_WHAT THE EXERCISE ASKS_
Would you filter the listing below so that only lines with the word "cloudy" remain?

_DATA LISTING_
=-=-=-=-=
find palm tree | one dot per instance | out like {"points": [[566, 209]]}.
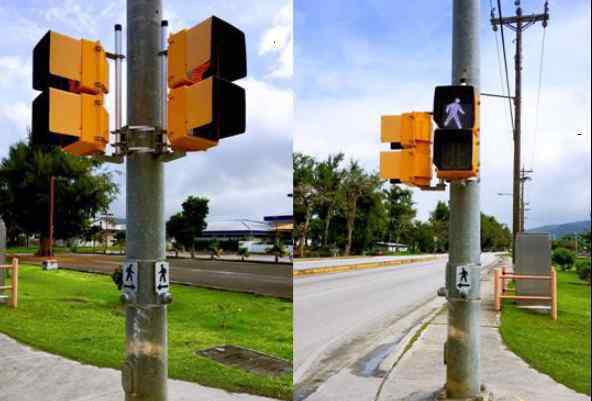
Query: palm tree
{"points": [[355, 183], [328, 179], [304, 196], [243, 253]]}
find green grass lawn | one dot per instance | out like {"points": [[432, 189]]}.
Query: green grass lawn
{"points": [[559, 348], [79, 316]]}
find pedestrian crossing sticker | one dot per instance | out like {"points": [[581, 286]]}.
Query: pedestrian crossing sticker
{"points": [[161, 278], [463, 278], [130, 277]]}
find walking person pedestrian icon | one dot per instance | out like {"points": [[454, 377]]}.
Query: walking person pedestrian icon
{"points": [[161, 277], [129, 273], [163, 274], [464, 274], [452, 110]]}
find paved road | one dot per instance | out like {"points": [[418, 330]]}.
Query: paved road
{"points": [[260, 278], [329, 262], [335, 313]]}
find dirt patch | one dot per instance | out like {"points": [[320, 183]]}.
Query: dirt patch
{"points": [[249, 360]]}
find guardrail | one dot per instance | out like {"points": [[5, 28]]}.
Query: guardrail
{"points": [[501, 292], [14, 284]]}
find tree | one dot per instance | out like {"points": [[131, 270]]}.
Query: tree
{"points": [[583, 269], [304, 197], [243, 253], [494, 235], [564, 258], [400, 213], [355, 183], [328, 179], [439, 219], [83, 190], [188, 224]]}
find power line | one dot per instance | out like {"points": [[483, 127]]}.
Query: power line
{"points": [[499, 12], [500, 72], [538, 102]]}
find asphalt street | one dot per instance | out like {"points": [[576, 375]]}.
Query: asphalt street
{"points": [[254, 277], [330, 262], [337, 316]]}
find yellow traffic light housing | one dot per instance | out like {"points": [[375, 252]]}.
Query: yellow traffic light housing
{"points": [[73, 76], [204, 106], [410, 134], [212, 47], [77, 122], [456, 142], [203, 113], [74, 65]]}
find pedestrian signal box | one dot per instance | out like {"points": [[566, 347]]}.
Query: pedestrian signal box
{"points": [[410, 135], [73, 76], [456, 141], [204, 105], [76, 122]]}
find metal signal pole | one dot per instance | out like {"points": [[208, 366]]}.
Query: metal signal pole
{"points": [[463, 379], [145, 371]]}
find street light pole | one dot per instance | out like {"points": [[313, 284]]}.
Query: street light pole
{"points": [[145, 371], [463, 378]]}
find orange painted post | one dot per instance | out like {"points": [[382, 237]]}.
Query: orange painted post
{"points": [[14, 289], [496, 288], [553, 293]]}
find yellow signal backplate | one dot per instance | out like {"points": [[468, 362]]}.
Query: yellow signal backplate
{"points": [[190, 107], [81, 61], [406, 129]]}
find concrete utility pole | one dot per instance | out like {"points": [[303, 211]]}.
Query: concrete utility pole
{"points": [[518, 24], [463, 379], [145, 371], [2, 257]]}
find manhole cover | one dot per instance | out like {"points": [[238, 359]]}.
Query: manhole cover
{"points": [[248, 360]]}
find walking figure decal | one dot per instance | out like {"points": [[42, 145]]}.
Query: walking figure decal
{"points": [[452, 110]]}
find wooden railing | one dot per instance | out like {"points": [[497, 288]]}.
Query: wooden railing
{"points": [[13, 267], [501, 292]]}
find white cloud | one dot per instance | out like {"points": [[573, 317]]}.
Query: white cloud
{"points": [[14, 70], [278, 40], [19, 114]]}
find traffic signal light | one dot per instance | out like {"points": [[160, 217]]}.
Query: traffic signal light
{"points": [[456, 141], [204, 105], [73, 76], [410, 134]]}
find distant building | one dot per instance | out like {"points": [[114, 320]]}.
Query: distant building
{"points": [[392, 246], [108, 226], [255, 235]]}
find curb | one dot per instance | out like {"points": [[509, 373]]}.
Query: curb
{"points": [[360, 266]]}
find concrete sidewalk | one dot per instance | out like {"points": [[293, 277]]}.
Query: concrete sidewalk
{"points": [[29, 375], [421, 372]]}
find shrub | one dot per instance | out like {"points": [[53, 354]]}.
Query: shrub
{"points": [[563, 258], [583, 269]]}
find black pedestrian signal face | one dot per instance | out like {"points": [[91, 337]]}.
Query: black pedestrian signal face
{"points": [[456, 141], [453, 149], [454, 107]]}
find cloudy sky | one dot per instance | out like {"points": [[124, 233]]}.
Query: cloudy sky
=-=-=-=-=
_ANSWER SECTION_
find cloudy sky | one dot per instance | out like {"points": [[124, 233]]}.
Query: cloudy sky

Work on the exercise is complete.